## Written instruction A:
In the entries below, replace "white glove" with "cotton glove" and write out the lines again with nothing else changed. Leave the pictures out of your answer.

THE GOVERNMENT OF India is drafting the country’s first ever biofuel policy, which has been a closed door affair for civil society. One can keep guessing what the final text would read but seeing the current thrust, it is likely to give impetus to an already inflated drive to promote corporate-sponsored biofuels.

Since 2003, the government’s intent has been articulated in a National Biodiesel Mission. This has been mirrored in the recommendations of the Planning Commission’s Committee on Development of Biofuels — the proportion of biofuel blends to be mixed with petroleum be increased from five percent to 20 percent by 2012. A Group of Ministers (GoM), headed by the Union Minister of Agriculture, is tasked with a fullfledged biofuels policy.

Biofuels are another instance where the need for a solution has been used as a business opportunity by those who created the problem in the first place! It might be opportune to mention two things here — first, that a series of Indo-US energy talks preceded the announcement of any domestic biofuel policy. Second, the demand for more fuel has been created by high levels of consumption caused by the expansion of an energy-intensive world order. Manufacturing and business processes have been exploiting natural resources. The biofuel propaganda by businesses is simply an act against its own destruction.

In the context of climate change, large corporations — including petroleum giants, mining companies, automobile manufacturers and food processors — have hopped on to the biofuel bandwagon, even sponsoring debates on the criteria for “sustainable biofuels”. The noble intention of “green” energy appear to be more reflective of the colour of money than any ecological consideration.

## Entries:
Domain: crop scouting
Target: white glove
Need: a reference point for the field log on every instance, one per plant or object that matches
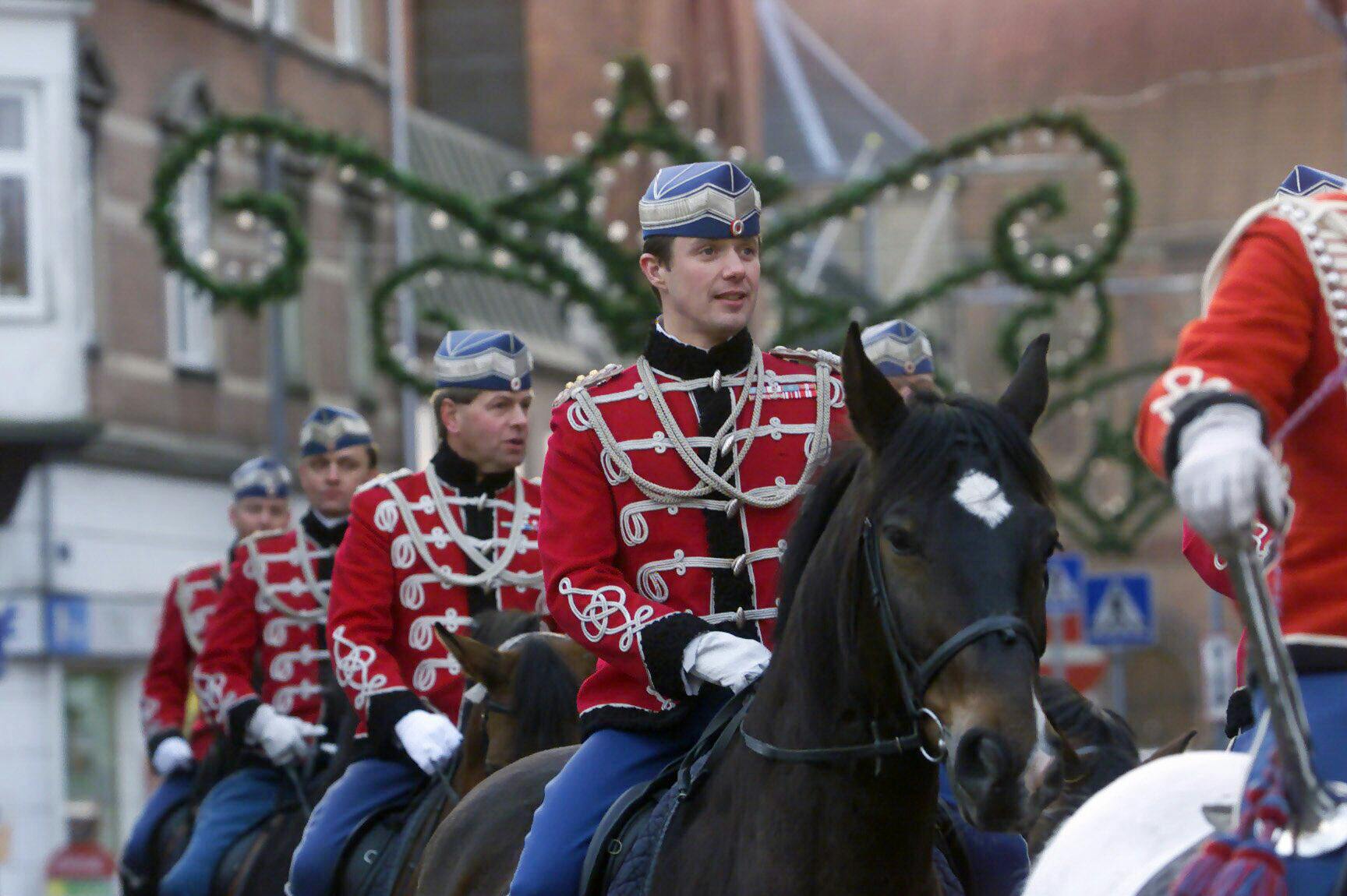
(282, 738)
(173, 753)
(1226, 475)
(430, 739)
(723, 659)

## Written instruction B:
In the text on India's biofuel policy, who heads the Group of Ministers tasked with a full-fledged biofuels policy?

## Expected answer A:
Domain: crop scouting
Target: cotton glove
Need: a reference point for the field log on every instance, one per plant or object that matches
(282, 738)
(173, 753)
(1226, 475)
(430, 739)
(723, 659)

## Expected answer B:
The Union Minister of Agriculture.